■ Input:
■ ■ ■

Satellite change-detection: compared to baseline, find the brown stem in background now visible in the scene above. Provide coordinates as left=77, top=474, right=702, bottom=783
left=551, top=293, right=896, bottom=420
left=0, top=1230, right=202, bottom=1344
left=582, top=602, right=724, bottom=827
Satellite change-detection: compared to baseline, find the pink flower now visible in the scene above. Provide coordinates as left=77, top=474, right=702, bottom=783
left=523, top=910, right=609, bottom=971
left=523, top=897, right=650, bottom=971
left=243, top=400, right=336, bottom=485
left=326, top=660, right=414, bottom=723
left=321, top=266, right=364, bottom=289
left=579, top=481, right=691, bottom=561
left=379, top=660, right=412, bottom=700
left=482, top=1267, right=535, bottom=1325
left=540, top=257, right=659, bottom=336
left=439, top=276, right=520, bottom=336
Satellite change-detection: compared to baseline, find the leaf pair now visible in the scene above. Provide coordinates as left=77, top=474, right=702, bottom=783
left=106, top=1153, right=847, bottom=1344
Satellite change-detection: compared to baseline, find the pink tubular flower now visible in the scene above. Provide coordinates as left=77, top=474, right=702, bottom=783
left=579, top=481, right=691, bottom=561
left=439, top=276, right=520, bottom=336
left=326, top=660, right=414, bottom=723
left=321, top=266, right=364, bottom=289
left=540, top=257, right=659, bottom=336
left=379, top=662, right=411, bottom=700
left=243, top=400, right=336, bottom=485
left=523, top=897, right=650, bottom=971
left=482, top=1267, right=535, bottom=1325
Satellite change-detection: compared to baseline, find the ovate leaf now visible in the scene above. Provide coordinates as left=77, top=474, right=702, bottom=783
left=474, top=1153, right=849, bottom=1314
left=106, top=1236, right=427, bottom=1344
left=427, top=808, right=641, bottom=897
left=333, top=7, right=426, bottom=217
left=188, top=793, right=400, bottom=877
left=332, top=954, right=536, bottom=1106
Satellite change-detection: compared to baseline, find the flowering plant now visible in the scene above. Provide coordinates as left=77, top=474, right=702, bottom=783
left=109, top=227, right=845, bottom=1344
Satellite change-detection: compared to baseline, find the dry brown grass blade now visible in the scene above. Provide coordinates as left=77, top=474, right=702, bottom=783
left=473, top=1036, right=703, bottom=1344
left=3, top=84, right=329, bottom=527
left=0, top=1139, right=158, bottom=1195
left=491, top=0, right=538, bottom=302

■ ■ ■

■ Challenge:
Rewrite all of the entries above, swapping every instance of "baseline" for "reference image" and leaving everything else as it is.

■ Solution to this task:
Satellite change-detection: compared to reference image, find the brown stem in background now visible in the scene above. Provide coordinates as left=77, top=474, right=702, bottom=783
left=551, top=293, right=896, bottom=420
left=0, top=1230, right=202, bottom=1344
left=582, top=602, right=724, bottom=827
Satellite change-detection: compared to reference image, find the pink flower now visible in the scene above. Provide coordinates as left=77, top=474, right=702, bottom=783
left=523, top=910, right=609, bottom=971
left=523, top=897, right=650, bottom=971
left=243, top=400, right=336, bottom=485
left=326, top=660, right=414, bottom=723
left=321, top=266, right=364, bottom=289
left=579, top=481, right=691, bottom=561
left=379, top=660, right=412, bottom=700
left=482, top=1267, right=535, bottom=1325
left=540, top=257, right=659, bottom=336
left=439, top=276, right=520, bottom=336
Satellite change-detection: compared to reference image, find the leaf pair now visible in the scene above. Provide coordinates as left=77, top=474, right=702, bottom=783
left=106, top=1153, right=847, bottom=1344
Satellite change-detection: compared to reference image, find the pink tubular flower now visible in the scene above. Provide coordinates as left=77, top=474, right=702, bottom=783
left=579, top=481, right=691, bottom=561
left=439, top=276, right=520, bottom=336
left=326, top=660, right=414, bottom=723
left=321, top=266, right=364, bottom=289
left=540, top=257, right=659, bottom=336
left=379, top=662, right=411, bottom=700
left=243, top=400, right=336, bottom=485
left=523, top=897, right=650, bottom=971
left=482, top=1267, right=535, bottom=1325
Satellite change-detection: compared to reference image, find the ovate leaf now visible in the scene above. Provide coordinates as left=77, top=474, right=702, bottom=783
left=474, top=1153, right=849, bottom=1314
left=106, top=1236, right=427, bottom=1344
left=427, top=808, right=641, bottom=897
left=333, top=7, right=426, bottom=217
left=188, top=793, right=400, bottom=877
left=332, top=954, right=536, bottom=1106
Satellite change-detection: compared to reference image, find the flowering plant now visible in the scene above. Provide coordinates as left=77, top=474, right=702, bottom=783
left=109, top=227, right=845, bottom=1344
Satellite change-detection: compared to reference image, find the dry brown grass blade now visible in the scene above. Provide coordinates as left=77, top=474, right=702, bottom=783
left=473, top=1036, right=703, bottom=1344
left=3, top=84, right=329, bottom=527
left=0, top=1139, right=158, bottom=1195
left=491, top=0, right=538, bottom=302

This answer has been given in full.